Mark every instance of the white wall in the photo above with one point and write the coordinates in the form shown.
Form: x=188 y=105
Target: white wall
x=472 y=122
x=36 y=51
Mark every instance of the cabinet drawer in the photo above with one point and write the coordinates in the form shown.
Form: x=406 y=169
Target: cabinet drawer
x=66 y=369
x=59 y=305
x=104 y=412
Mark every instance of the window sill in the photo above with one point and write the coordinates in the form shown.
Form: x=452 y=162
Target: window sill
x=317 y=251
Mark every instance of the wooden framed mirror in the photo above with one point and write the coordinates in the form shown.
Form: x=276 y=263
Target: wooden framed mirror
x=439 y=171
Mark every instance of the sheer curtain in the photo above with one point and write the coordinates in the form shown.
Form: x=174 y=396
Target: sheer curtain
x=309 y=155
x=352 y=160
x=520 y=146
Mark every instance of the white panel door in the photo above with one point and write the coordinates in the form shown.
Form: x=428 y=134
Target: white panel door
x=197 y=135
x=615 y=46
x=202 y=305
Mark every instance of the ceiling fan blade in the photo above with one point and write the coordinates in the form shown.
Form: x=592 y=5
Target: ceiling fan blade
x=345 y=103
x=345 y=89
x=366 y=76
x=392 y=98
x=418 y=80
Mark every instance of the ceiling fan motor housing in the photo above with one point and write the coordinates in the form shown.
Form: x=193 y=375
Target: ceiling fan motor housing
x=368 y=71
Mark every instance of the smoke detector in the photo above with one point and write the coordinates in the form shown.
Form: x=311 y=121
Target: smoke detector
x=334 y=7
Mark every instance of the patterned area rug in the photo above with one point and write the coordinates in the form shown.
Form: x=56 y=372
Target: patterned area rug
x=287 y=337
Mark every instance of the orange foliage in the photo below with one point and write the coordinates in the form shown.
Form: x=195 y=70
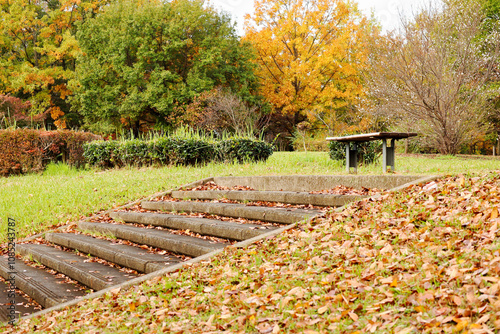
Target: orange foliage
x=310 y=53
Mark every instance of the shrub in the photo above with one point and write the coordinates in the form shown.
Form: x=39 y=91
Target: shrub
x=192 y=151
x=243 y=149
x=368 y=152
x=66 y=146
x=134 y=152
x=26 y=150
x=174 y=151
x=102 y=153
x=162 y=150
x=20 y=152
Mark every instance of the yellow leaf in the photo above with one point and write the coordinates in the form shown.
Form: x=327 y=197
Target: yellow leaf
x=131 y=306
x=494 y=213
x=394 y=283
x=420 y=308
x=461 y=326
x=323 y=309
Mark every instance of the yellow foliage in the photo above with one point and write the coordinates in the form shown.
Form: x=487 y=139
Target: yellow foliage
x=310 y=53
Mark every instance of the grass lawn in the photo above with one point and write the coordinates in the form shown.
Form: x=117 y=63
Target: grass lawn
x=415 y=261
x=60 y=195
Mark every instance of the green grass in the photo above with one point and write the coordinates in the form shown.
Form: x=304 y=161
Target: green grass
x=62 y=194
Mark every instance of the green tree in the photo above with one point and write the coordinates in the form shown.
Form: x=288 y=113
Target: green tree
x=143 y=62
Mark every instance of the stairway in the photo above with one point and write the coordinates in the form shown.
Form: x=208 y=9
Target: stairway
x=155 y=234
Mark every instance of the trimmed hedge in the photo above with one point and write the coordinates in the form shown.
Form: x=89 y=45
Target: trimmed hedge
x=243 y=149
x=26 y=150
x=368 y=152
x=174 y=151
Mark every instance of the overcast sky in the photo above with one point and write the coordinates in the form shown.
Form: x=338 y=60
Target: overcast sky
x=386 y=11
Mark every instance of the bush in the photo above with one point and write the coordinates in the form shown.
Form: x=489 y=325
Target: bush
x=174 y=151
x=25 y=150
x=102 y=153
x=133 y=152
x=243 y=149
x=368 y=152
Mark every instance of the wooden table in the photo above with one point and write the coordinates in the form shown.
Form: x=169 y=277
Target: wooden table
x=388 y=152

* _The task_: Copy the lines of the data above exactly as written, beginning with the line containing "Target: trimmed hedge" and ending with the line containing "Form: x=489 y=325", and leave out all other lines.

* _Your response_:
Target: trimmed hedge
x=243 y=149
x=26 y=150
x=368 y=152
x=174 y=151
Mark every instance of the overcast sky in the photo above with one point and write the coordinates in the form shown.
Form: x=338 y=60
Target: overcast sky
x=386 y=11
Mark every instance of the bush in the photo above with one point and write the coordinates in the form shown.
Form: x=489 y=325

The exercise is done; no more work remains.